# START OF Records provided

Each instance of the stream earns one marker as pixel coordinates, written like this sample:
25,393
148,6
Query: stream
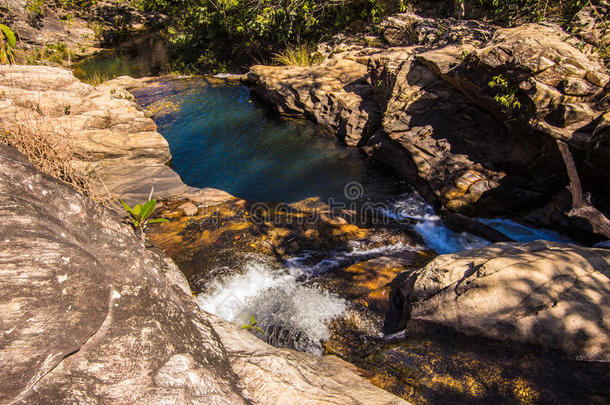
221,136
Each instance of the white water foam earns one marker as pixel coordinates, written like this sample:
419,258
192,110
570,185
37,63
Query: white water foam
339,259
290,312
411,207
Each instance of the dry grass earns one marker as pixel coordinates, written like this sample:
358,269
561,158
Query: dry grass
50,153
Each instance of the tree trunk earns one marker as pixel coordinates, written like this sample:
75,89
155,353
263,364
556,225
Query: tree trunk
580,208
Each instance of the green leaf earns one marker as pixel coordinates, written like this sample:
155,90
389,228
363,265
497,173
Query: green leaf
158,221
148,208
9,34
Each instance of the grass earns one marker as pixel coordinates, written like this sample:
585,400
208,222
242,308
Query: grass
95,78
48,152
297,55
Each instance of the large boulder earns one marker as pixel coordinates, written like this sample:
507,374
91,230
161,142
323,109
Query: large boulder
550,294
107,134
444,140
334,93
89,315
410,29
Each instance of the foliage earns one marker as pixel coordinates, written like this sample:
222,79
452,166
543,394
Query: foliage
252,325
506,95
140,215
8,41
298,55
213,32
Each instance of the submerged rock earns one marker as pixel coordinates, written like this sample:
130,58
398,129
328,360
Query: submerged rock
472,124
333,94
108,135
545,293
88,314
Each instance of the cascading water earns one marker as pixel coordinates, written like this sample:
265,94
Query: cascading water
412,208
289,311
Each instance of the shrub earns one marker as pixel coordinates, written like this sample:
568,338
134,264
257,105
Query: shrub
8,41
298,55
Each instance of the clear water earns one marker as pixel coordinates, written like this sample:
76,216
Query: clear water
286,311
221,137
142,56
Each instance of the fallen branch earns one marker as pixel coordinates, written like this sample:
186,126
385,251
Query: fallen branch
580,208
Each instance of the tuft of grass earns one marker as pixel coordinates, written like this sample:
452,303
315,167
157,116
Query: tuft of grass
50,153
95,78
297,55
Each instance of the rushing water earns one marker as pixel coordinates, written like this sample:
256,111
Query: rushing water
221,136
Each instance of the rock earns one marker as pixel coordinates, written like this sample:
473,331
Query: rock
543,71
439,140
108,133
334,93
227,234
278,376
409,29
88,314
590,23
545,293
369,282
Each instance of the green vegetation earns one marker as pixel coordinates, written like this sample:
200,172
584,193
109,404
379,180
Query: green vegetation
506,95
95,78
8,41
140,215
252,325
207,34
511,12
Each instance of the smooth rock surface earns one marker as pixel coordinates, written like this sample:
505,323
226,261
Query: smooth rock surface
333,93
89,315
550,294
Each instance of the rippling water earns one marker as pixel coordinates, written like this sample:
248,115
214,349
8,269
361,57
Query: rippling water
222,137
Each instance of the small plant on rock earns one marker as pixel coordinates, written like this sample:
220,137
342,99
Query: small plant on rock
252,325
140,215
506,95
8,41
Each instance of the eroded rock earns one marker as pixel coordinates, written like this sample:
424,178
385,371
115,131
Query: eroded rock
89,315
550,294
111,138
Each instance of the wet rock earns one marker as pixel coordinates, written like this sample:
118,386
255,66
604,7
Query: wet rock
439,140
88,314
278,376
432,365
333,93
108,133
189,208
222,236
550,294
409,29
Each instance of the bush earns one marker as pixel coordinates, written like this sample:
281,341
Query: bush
239,31
298,55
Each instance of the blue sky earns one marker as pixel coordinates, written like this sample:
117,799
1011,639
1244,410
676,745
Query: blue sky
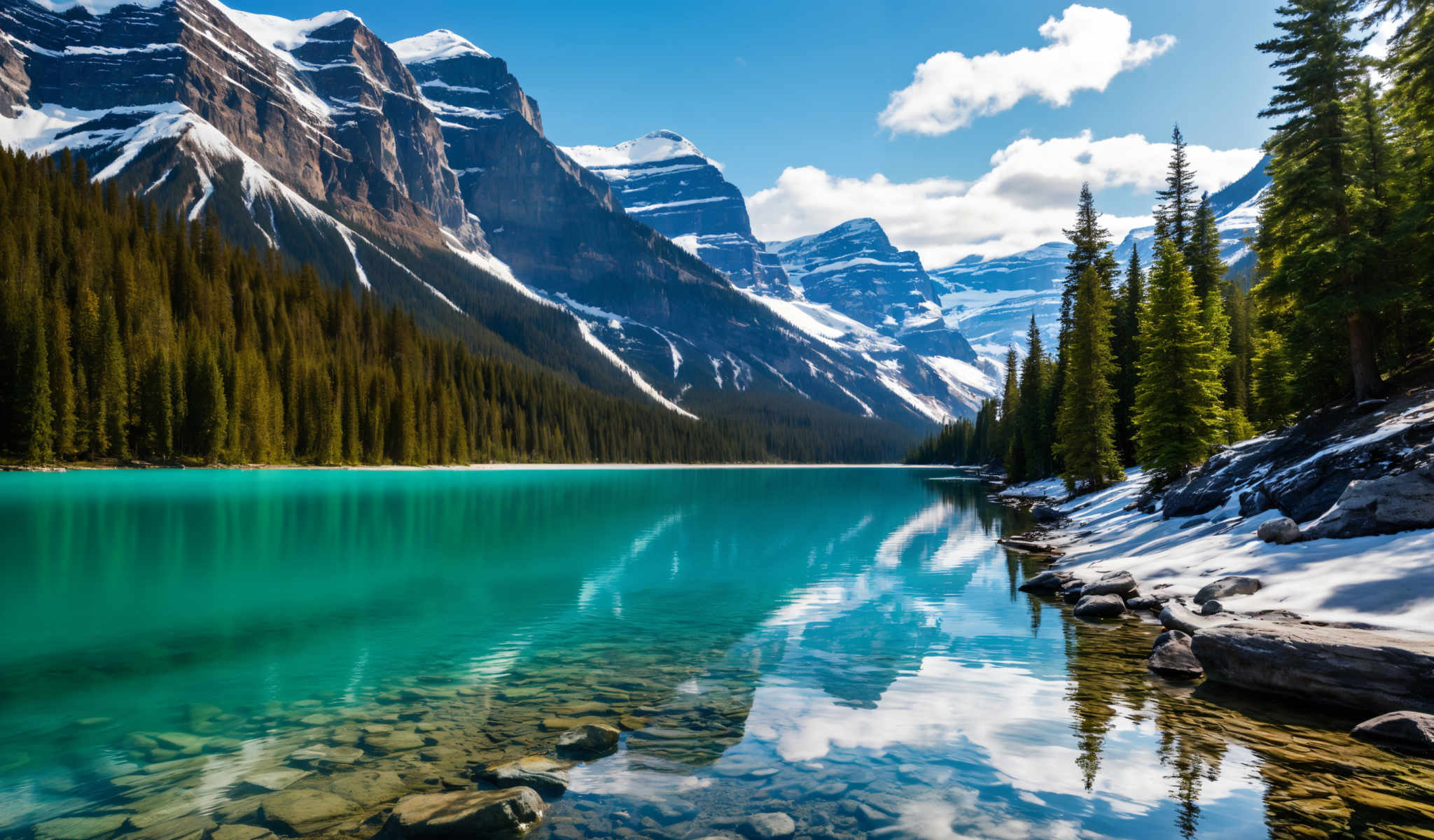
763,88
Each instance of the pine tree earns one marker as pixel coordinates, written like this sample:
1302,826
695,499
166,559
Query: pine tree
1307,240
1126,346
1086,425
1175,216
1178,395
1202,255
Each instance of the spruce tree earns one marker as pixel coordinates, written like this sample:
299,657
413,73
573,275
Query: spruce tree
1308,237
1175,214
1178,395
1126,346
1086,425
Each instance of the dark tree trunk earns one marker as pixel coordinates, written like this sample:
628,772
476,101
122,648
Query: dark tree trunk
1361,358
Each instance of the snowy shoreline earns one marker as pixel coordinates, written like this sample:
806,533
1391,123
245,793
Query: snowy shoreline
1386,581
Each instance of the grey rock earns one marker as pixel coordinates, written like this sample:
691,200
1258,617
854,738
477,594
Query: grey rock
590,740
1279,531
1409,732
1387,505
1100,607
1354,668
305,812
1178,617
484,813
769,826
1172,657
1113,584
1227,587
535,771
1046,582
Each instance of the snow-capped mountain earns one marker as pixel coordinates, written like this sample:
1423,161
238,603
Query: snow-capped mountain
991,302
664,181
417,169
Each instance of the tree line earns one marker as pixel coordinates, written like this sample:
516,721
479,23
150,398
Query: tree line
1162,366
131,335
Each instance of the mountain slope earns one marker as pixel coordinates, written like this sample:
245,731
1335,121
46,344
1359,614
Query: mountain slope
666,183
991,302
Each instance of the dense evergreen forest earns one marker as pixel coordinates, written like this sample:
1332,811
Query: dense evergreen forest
130,335
1160,368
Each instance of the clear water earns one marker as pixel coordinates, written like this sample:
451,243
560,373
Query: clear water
842,645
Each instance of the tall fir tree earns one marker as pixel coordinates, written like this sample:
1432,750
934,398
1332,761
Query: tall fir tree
1178,395
1126,346
1175,214
1086,424
1308,235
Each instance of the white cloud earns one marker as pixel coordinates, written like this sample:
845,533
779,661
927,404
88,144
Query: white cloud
1089,48
1023,201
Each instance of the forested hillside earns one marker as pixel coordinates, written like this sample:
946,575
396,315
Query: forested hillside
127,333
1162,368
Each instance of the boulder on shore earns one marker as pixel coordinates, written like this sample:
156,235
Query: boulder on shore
1046,582
1410,732
1227,587
1100,607
1119,584
1172,657
471,813
1279,531
1386,505
1353,668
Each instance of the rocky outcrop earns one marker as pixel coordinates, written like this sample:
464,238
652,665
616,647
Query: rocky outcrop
485,813
664,181
1354,668
1279,531
1386,505
1099,607
1227,587
1409,732
1172,657
1304,470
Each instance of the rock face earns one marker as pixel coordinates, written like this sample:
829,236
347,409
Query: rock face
1386,505
1099,607
1279,531
1354,668
1227,587
1172,657
1307,469
1410,732
856,270
487,813
664,181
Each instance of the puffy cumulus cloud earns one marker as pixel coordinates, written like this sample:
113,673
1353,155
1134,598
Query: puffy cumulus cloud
1089,48
1024,200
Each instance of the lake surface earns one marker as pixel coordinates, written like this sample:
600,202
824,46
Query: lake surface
842,645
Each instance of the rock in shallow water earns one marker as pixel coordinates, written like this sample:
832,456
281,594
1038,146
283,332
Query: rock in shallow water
590,740
1228,587
464,815
1119,584
1100,607
1172,657
1354,668
1410,732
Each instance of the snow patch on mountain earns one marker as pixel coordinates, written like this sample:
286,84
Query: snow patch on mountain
436,45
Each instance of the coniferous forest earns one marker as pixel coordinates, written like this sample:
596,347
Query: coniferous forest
131,335
1168,358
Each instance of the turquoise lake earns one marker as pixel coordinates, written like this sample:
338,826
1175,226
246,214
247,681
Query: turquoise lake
841,645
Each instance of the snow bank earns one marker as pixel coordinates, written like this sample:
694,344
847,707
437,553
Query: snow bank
1386,581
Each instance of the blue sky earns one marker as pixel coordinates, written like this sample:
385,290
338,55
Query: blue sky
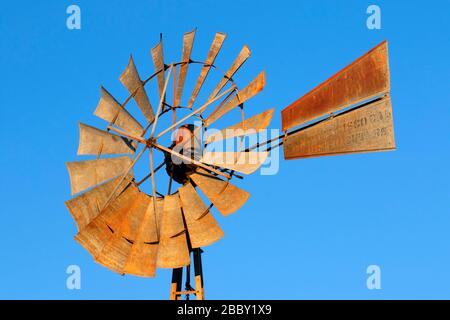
308,232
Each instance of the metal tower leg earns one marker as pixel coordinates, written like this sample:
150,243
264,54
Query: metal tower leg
177,278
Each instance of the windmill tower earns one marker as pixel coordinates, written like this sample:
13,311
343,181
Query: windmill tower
133,232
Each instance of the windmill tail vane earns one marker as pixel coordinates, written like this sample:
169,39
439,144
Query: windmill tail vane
134,232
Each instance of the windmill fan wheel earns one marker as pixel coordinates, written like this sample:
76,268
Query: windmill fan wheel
132,232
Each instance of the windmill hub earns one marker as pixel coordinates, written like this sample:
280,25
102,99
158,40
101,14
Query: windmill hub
186,143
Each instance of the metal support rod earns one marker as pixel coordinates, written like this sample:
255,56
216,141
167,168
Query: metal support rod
199,110
177,277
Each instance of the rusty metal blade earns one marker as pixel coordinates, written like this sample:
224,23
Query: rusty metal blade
366,129
238,62
131,80
249,126
115,214
172,220
173,249
142,259
94,236
362,80
143,255
152,221
245,94
244,162
85,207
188,42
86,174
114,253
202,227
212,54
226,197
158,62
94,141
134,217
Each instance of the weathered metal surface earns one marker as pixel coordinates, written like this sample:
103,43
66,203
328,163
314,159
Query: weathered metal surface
212,54
99,231
114,253
226,197
172,219
94,141
173,250
366,129
131,80
188,42
249,126
152,221
85,207
88,173
243,95
238,62
202,227
94,235
141,260
134,217
365,78
244,162
110,110
116,212
158,62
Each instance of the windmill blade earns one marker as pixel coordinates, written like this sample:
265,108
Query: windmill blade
110,110
226,197
116,213
114,253
85,207
134,217
97,233
115,249
188,42
244,162
238,62
362,80
152,221
160,67
172,219
365,129
245,94
94,141
88,173
202,227
131,80
125,225
212,54
94,236
142,258
249,126
173,250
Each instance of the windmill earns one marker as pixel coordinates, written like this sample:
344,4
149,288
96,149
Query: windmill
132,232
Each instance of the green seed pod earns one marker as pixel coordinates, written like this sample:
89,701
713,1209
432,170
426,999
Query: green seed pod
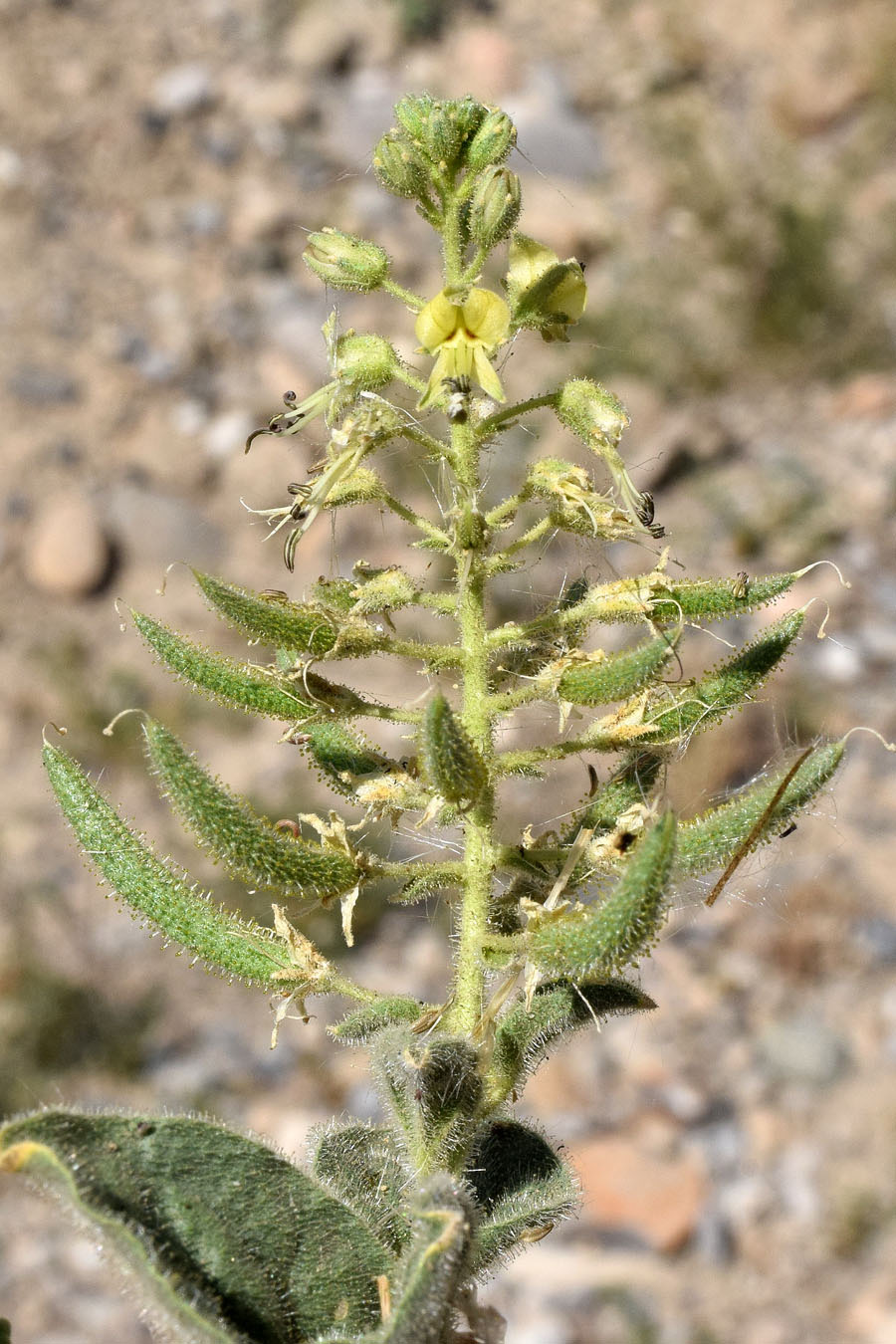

# END OF Records provided

What you need to do:
Set down exactly, from the line that contains "Each instance of the metal tower" through the last line of the data, each line as it stands, and leave the pictures out.

Correct answer:
Each instance of the metal tower leg earns one marker as pixel coordinates, written like this sample:
150,243
264,54
Query: metal tower leg
177,278
Each instance of the windmill tower earns one marker as pixel coordinates, written like this sample:
13,311
343,181
Query: windmill tower
133,232
Each instance of the windmill tail vane earns one marker as pixel coordinates, written like this sample:
169,39
439,144
Query: windmill tail vane
134,232
Each instance of the windmill fan wheel earns one marker as pixel coordinates, written like this sample:
76,268
Query: windmill fan wheel
132,232
Each instance of the windmill hub earns one marker as pixel coordinates, written like this sample:
280,25
102,99
158,40
101,14
Query: windmill hub
186,143
Each instance of the metal support rod earns one marker as pixel coordinates, written like this sample:
255,56
216,141
167,168
Query: metal support rod
199,110
177,277
Each instance of the rusty metal blade earns one marker as pixel coordinates, written like this sample:
224,23
Query: rusty metal blade
366,129
238,62
131,80
249,126
115,214
172,220
173,249
142,259
94,236
362,80
143,255
152,221
245,94
244,162
85,207
188,42
86,174
114,253
202,227
212,54
226,197
158,62
94,141
134,217
Each instance of the weathered metal surface earns one marker as pixel coordinates, written like this sample:
103,43
66,203
328,163
314,159
Query: weathered metal surface
212,54
99,231
114,253
226,197
172,219
94,141
173,250
366,129
131,80
188,42
249,126
152,221
85,207
88,173
243,95
238,62
202,227
94,235
141,260
134,217
365,78
244,162
110,110
116,212
158,62
Each instance of the windmill blade earns one marker as pixel coordinates, written like this sample:
265,108
Query: windmill blade
110,110
226,197
116,213
114,253
85,207
134,217
97,233
115,249
188,42
244,162
238,62
362,80
152,221
160,67
172,219
365,129
245,94
94,141
88,173
202,227
131,80
125,225
212,54
94,236
142,258
249,126
173,250
Each instance of the windmill earns one marker as pixel coordinates, written like this sample:
344,4
149,288
96,149
Query: windmill
132,232
Each instance of the green seed pod earns one marker as pixel coordinates, written like this sample:
89,701
713,1209
432,170
426,999
Query: green seed pod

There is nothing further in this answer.